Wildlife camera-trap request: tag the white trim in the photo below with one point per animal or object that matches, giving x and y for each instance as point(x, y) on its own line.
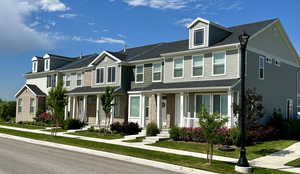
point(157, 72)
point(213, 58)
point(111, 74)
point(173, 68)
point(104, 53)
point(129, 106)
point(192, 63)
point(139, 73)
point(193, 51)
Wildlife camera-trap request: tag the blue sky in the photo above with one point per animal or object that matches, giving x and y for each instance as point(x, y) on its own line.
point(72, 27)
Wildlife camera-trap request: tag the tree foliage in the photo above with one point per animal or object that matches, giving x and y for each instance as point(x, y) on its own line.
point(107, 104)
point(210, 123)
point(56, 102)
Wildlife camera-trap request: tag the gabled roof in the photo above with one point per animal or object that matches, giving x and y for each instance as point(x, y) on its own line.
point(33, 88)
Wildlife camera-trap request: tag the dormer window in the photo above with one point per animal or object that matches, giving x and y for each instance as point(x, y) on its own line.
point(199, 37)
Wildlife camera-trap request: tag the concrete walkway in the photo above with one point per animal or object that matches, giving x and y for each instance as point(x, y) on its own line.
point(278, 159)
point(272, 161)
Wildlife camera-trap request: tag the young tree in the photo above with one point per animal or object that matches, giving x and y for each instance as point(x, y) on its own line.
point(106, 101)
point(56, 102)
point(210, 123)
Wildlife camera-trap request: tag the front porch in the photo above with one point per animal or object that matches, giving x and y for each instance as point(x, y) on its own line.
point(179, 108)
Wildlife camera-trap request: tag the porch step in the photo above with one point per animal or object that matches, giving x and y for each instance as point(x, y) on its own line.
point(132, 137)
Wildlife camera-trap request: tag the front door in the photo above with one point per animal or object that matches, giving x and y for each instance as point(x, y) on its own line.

▬▬▬▬▬▬▬▬▬▬

Written exercise:
Copy the listing exactly. Any image in it stays out of the copy.

Exercise solution:
Wildlife camera-trap request: tag the white trim in the photo below with one point per animal or object that matches, giving x and y for each instance as point(x, y) on its own line.
point(157, 72)
point(213, 58)
point(111, 74)
point(173, 68)
point(104, 53)
point(129, 106)
point(192, 63)
point(139, 73)
point(193, 51)
Wildlife camera-trap request: tag the blue sky in the photo above with one point per animal or object that matches, giving x and y for each instance as point(x, y) on its own line.
point(72, 27)
Wildlife camera-trap request: tag the tree foliage in the photo above with one point per animal or object that matches, giving x and y for each instance as point(x, y) on its own line.
point(107, 104)
point(210, 123)
point(56, 102)
Wildlife camera-trap request: tag the gabled roof in the photo above with one point per animal or object that matches, giving x and y for each instance as point(x, y) on its own line.
point(33, 88)
Wildlife camera-trap request: tag the dormer window in the photo above with one point per animal or object that matches, giving x and y for each instance as point(x, y) on its own line.
point(199, 37)
Wildlife camera-trap request: tag the concrete walkway in the photo above with one point per animal or object that matches, giving x and y for each instance as point(x, y) on its own line.
point(278, 159)
point(272, 161)
Wildlife camera-trap request: tag the young tree in the photo above with one point per animal or object that matches, giving x and y for each instance as point(x, y) on its own line.
point(106, 101)
point(56, 102)
point(210, 123)
Wildlife camera-trap request: tag the front porch in the photo above with one point per animal or object that matches, giving x and y for each instance as point(x, y) on its own line.
point(179, 108)
Wildlife camera-trap request: tag the porch step in the photo above with one point per animal or object that matches, giving x and y for each instance as point(x, y) on its own line.
point(132, 137)
Wildlife camera-trap request: tag the front door in the photo above with one point per animal or object that matches, giving x and y for each instance as point(x, y) on its own line.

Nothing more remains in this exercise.